start Listed records

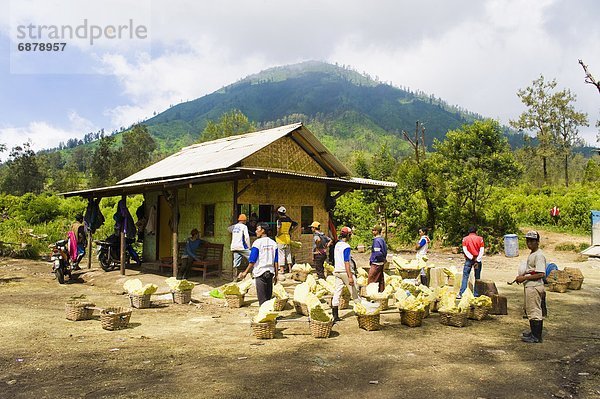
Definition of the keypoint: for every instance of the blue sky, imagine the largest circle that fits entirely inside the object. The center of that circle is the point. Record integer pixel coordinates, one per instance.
(471, 53)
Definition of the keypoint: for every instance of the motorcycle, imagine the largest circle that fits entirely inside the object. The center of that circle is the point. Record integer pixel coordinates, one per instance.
(109, 253)
(61, 266)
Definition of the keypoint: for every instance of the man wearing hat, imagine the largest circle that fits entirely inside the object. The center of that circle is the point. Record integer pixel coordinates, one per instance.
(343, 271)
(473, 249)
(240, 242)
(531, 277)
(285, 225)
(378, 258)
(320, 244)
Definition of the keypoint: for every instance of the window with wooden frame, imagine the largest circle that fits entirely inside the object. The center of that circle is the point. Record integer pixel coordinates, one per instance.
(209, 221)
(306, 218)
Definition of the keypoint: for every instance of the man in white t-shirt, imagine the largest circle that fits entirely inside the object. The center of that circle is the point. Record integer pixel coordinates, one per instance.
(531, 276)
(263, 263)
(240, 242)
(343, 272)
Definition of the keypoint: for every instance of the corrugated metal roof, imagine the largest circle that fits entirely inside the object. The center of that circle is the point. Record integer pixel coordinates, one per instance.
(356, 182)
(139, 187)
(224, 153)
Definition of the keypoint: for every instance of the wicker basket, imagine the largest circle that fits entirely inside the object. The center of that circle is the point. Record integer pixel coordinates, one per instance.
(264, 330)
(300, 276)
(368, 322)
(235, 301)
(478, 312)
(426, 312)
(558, 287)
(410, 273)
(576, 277)
(320, 329)
(344, 302)
(301, 308)
(139, 301)
(412, 318)
(384, 303)
(115, 318)
(182, 297)
(76, 311)
(279, 304)
(453, 319)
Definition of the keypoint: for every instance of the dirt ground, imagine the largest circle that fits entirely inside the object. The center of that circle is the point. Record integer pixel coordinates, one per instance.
(207, 350)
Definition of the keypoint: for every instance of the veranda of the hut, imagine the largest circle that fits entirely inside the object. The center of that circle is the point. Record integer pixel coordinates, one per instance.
(283, 166)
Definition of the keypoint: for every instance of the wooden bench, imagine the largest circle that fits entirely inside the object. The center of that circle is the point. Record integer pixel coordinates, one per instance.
(167, 261)
(211, 257)
(210, 254)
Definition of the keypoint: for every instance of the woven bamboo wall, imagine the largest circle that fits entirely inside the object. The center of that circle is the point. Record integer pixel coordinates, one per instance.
(293, 194)
(286, 155)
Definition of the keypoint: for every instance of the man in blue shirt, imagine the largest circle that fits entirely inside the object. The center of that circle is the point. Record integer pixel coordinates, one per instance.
(263, 262)
(378, 258)
(191, 249)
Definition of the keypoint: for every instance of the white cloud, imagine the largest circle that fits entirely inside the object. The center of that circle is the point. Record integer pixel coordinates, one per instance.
(480, 64)
(152, 85)
(43, 135)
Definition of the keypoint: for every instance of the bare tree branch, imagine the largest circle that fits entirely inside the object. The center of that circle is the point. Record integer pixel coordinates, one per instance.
(588, 76)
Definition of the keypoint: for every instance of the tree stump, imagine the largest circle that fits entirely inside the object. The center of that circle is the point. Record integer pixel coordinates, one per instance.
(486, 287)
(499, 304)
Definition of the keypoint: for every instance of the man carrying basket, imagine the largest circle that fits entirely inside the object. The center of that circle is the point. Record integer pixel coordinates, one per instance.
(345, 275)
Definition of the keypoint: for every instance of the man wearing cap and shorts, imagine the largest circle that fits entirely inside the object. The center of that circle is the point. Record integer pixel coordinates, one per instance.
(377, 259)
(320, 244)
(285, 225)
(532, 278)
(240, 242)
(473, 250)
(343, 272)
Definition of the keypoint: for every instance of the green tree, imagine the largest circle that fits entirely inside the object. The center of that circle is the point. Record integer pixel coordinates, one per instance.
(23, 174)
(136, 151)
(80, 158)
(103, 163)
(472, 160)
(230, 123)
(566, 121)
(538, 117)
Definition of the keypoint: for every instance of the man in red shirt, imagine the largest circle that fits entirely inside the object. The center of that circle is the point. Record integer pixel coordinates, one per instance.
(555, 214)
(473, 250)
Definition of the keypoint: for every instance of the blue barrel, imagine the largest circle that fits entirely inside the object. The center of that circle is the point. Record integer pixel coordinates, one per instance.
(595, 227)
(511, 245)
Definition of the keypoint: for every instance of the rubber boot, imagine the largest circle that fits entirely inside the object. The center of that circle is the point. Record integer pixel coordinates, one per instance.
(539, 329)
(536, 332)
(336, 314)
(544, 308)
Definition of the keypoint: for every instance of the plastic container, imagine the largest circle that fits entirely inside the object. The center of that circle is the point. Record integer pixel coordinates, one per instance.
(511, 245)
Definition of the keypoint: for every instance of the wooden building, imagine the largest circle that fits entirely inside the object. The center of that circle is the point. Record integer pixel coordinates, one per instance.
(209, 184)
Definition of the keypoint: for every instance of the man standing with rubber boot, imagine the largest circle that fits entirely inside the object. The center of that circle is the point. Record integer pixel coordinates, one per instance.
(532, 278)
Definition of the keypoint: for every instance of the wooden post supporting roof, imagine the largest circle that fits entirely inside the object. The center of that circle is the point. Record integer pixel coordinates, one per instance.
(89, 249)
(175, 223)
(123, 244)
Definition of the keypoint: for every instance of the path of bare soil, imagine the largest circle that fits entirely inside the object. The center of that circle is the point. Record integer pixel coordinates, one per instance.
(207, 350)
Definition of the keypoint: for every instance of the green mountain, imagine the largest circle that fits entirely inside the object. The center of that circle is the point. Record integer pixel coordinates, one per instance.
(347, 110)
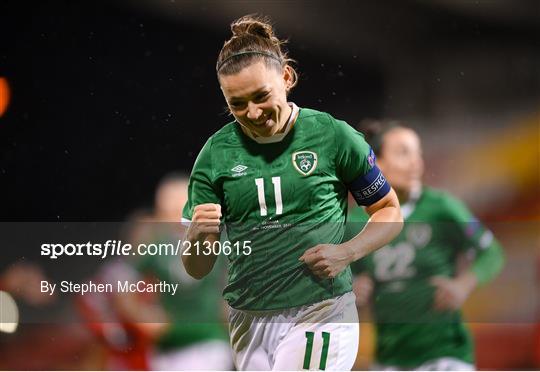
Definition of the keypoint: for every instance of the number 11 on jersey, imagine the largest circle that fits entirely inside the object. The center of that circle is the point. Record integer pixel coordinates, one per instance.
(277, 193)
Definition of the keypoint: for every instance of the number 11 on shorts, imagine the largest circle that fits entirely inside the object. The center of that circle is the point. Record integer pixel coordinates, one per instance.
(309, 349)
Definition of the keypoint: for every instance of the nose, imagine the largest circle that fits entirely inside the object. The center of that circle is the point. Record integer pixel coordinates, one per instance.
(254, 112)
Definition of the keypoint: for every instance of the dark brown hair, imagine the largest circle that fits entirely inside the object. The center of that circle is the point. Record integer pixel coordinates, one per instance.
(253, 40)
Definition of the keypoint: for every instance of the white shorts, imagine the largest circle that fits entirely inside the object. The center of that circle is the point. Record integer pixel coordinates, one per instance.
(439, 364)
(320, 336)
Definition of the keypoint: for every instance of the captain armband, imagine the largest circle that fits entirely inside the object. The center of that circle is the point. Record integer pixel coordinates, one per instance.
(369, 188)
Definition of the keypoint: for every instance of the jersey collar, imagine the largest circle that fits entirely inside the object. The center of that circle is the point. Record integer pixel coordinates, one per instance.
(278, 137)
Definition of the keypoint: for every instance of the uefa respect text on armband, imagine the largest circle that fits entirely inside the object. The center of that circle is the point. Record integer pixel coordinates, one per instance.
(119, 248)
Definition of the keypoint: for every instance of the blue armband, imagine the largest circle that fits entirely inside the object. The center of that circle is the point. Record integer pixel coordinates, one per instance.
(370, 187)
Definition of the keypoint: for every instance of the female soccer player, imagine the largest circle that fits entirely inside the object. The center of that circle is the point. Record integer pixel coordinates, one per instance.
(277, 177)
(417, 286)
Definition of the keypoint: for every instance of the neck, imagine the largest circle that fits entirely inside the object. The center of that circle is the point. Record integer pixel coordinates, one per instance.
(286, 116)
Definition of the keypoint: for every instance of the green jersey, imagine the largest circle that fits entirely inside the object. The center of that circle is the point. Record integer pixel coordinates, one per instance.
(193, 311)
(282, 198)
(437, 228)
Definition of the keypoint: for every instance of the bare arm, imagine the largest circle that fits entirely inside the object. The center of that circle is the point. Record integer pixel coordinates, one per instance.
(203, 228)
(385, 223)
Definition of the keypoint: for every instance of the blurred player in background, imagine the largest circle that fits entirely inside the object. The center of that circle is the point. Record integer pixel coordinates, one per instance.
(278, 177)
(195, 337)
(416, 283)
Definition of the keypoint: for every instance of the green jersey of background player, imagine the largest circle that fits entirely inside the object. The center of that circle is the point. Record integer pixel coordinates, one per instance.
(278, 177)
(415, 281)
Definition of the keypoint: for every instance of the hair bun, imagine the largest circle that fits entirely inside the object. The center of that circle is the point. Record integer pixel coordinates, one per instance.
(253, 25)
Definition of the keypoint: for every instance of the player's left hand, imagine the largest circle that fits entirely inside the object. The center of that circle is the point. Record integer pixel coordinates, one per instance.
(450, 294)
(327, 260)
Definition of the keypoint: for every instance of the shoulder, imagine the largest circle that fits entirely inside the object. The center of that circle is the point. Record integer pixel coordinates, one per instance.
(224, 133)
(326, 121)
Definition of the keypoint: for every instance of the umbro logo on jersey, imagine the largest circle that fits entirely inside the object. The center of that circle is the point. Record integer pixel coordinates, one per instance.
(239, 170)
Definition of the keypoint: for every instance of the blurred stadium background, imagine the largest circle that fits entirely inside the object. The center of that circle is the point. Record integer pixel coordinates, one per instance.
(100, 99)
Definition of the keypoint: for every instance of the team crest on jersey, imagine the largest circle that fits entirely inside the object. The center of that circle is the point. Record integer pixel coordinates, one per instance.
(305, 162)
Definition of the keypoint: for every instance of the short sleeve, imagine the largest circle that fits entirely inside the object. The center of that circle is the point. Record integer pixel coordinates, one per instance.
(353, 153)
(202, 188)
(355, 165)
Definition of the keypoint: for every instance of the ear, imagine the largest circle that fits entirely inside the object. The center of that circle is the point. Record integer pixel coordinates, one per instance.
(288, 77)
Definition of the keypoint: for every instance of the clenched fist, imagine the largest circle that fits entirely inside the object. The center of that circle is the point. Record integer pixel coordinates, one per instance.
(205, 219)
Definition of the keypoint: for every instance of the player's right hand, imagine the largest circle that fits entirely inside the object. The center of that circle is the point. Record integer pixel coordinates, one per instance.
(363, 288)
(206, 218)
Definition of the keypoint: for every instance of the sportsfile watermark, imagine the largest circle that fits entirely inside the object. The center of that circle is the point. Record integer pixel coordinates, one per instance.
(120, 248)
(97, 267)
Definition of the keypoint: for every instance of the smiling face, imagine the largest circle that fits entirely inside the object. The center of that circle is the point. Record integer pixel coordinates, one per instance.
(257, 97)
(401, 159)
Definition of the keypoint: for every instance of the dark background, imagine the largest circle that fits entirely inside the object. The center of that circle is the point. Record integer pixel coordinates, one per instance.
(107, 97)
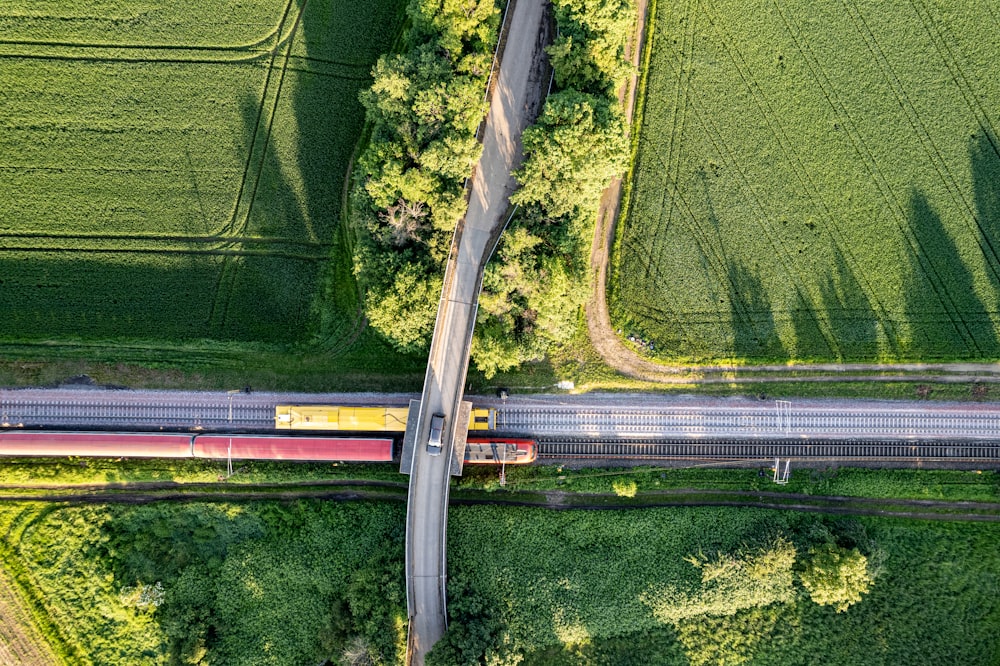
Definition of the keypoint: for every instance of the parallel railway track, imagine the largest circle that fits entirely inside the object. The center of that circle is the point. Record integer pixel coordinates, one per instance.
(743, 450)
(754, 423)
(77, 413)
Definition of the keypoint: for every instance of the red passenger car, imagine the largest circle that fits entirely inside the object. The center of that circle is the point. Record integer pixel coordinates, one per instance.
(94, 444)
(271, 447)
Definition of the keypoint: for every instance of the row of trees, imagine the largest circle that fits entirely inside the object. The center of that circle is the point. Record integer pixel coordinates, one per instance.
(534, 288)
(423, 108)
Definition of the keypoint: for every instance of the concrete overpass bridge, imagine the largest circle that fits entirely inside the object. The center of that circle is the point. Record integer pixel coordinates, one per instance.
(514, 102)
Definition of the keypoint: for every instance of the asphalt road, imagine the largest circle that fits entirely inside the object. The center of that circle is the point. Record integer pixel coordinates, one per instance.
(492, 184)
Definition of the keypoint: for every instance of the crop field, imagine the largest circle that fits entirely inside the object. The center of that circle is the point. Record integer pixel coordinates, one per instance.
(174, 171)
(816, 180)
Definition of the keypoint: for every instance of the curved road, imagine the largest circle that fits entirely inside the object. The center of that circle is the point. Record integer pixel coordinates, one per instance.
(516, 90)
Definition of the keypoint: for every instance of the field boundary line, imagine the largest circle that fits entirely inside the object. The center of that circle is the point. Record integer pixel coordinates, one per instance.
(805, 178)
(628, 362)
(275, 30)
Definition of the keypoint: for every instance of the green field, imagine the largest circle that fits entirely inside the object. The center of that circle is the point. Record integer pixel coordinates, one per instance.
(259, 583)
(816, 181)
(574, 587)
(173, 171)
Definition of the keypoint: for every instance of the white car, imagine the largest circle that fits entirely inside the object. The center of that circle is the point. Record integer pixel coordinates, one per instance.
(434, 440)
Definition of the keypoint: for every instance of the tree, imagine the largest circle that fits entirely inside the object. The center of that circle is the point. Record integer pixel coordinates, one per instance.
(730, 583)
(835, 576)
(402, 305)
(574, 150)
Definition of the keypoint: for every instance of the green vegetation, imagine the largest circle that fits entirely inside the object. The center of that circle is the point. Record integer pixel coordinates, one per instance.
(815, 181)
(262, 583)
(534, 287)
(922, 484)
(302, 581)
(649, 586)
(173, 179)
(835, 576)
(423, 109)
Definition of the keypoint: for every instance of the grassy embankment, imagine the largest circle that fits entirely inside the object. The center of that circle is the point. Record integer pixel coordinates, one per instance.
(815, 190)
(570, 585)
(173, 193)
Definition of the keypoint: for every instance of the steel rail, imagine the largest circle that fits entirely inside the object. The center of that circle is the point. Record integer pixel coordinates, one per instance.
(745, 450)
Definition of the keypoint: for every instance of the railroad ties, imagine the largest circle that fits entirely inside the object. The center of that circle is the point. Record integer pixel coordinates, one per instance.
(841, 450)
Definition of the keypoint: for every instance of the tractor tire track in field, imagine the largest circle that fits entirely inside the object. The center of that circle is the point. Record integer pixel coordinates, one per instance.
(236, 251)
(871, 166)
(627, 361)
(250, 51)
(804, 176)
(763, 220)
(675, 148)
(923, 135)
(935, 30)
(226, 284)
(217, 47)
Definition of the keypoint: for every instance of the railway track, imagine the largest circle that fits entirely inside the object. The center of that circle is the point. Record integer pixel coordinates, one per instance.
(754, 423)
(569, 449)
(103, 414)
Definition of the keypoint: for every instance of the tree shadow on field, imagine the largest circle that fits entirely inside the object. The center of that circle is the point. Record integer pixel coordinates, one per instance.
(984, 159)
(853, 321)
(754, 332)
(947, 317)
(294, 283)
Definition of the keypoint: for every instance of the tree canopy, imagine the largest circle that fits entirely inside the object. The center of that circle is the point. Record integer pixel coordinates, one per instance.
(836, 576)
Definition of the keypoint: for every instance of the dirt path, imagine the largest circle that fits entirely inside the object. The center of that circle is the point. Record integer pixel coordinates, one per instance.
(627, 361)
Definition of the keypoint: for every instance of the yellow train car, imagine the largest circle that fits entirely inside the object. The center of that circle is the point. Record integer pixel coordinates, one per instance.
(369, 419)
(328, 417)
(483, 419)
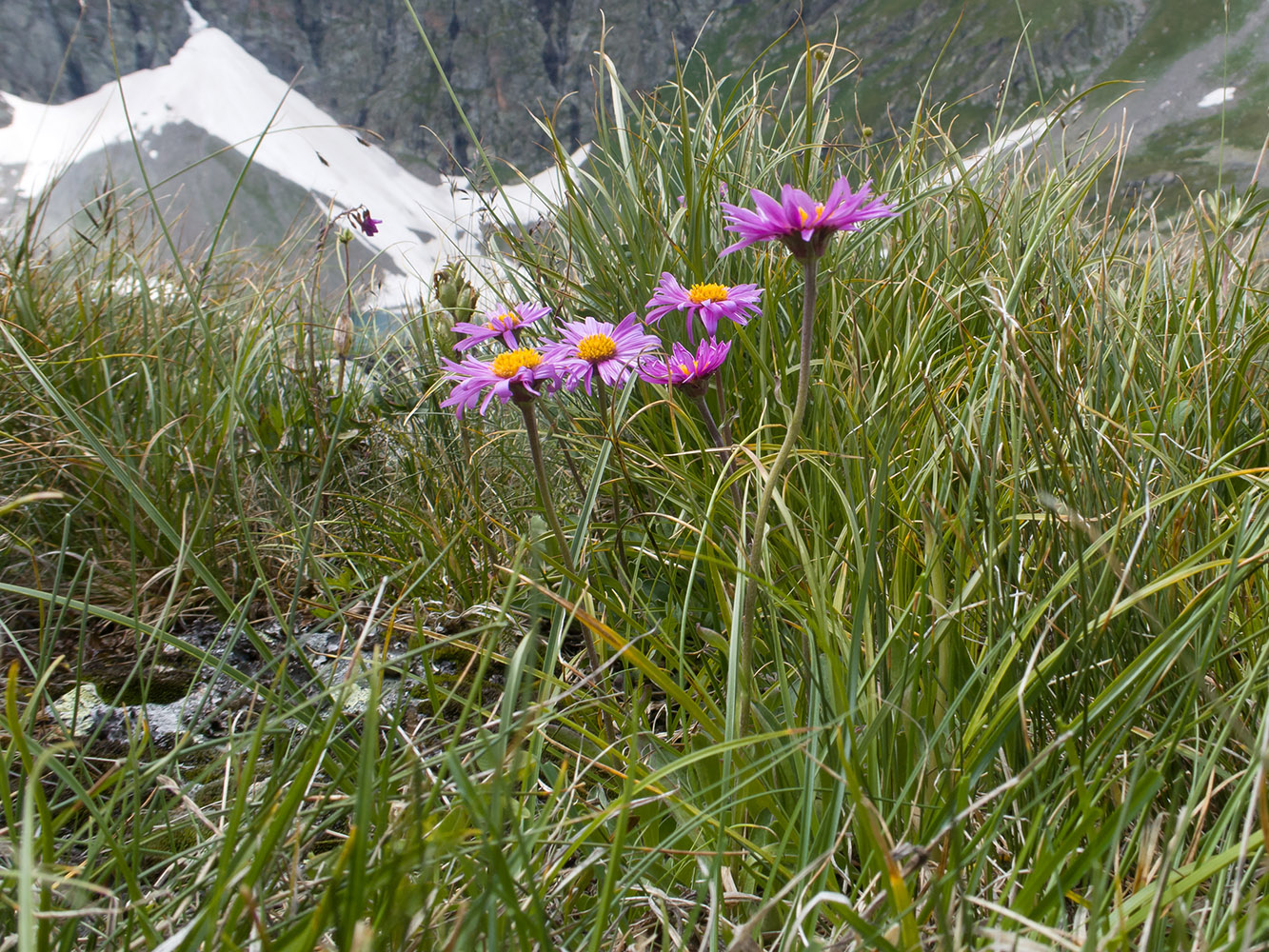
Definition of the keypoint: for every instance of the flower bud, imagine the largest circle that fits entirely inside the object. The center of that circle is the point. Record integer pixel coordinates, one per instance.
(454, 292)
(343, 335)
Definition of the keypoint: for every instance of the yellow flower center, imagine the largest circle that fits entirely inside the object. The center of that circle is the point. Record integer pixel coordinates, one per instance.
(597, 347)
(700, 293)
(819, 211)
(510, 364)
(504, 320)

end Listed records

# [The task]
No pictures belong in the copy: reproduce exactly the lines above from the one that contains "Definition of the keypoint: for every instance of the railway" through the last line of the entries.

# [Exercise result]
Definition of the keypoint: for every instance of the railway track, imagine the largest circle that fits entirely inside the object. The center of that circle is the point. Record integer pixel coordinates, one per instance.
(754, 423)
(569, 449)
(103, 414)
Definition of the keypoint: for every instance of the tree shadow on field, imagine the largest circle that fits entirely inside the object. The center of that circle is the point. Record integer pixel coordinates, one per instance.
(984, 159)
(853, 321)
(754, 332)
(947, 317)
(294, 283)
Definition of the keypoint: for every instance of the tree canopy, imagine the largest circle that fits entirely inside the object. The center of that circle is the point. Record integer pixel coordinates, one per instance.
(836, 576)
Definition of the keypoint: for every instance of the dirt path, imagine the largest circle that fits entirely inside the object. The center of that circle is the point. Record integer pixel coordinates, one per instance.
(627, 361)
Definition of the keypoint: for every instance of the yellow train car, imagine the largest circle that fits entirely inside the object. The center of that circle is the point. Record integer pixel coordinates, one per instance.
(369, 419)
(328, 417)
(483, 419)
Definition of the keypoint: for every instance of the flower bud, imagine the largest circle that fits entirely inside the object. The center of that circle is the point. Record integer pixel coordinates, one per instance.
(454, 292)
(343, 335)
Definition of the keypoint: for every instance of the yellow flower center, imagine the largest circle that fits entirely inside the object. The center of that circle is the point. Record integer pixel coordinates, one per instance.
(597, 347)
(700, 293)
(819, 211)
(510, 364)
(504, 320)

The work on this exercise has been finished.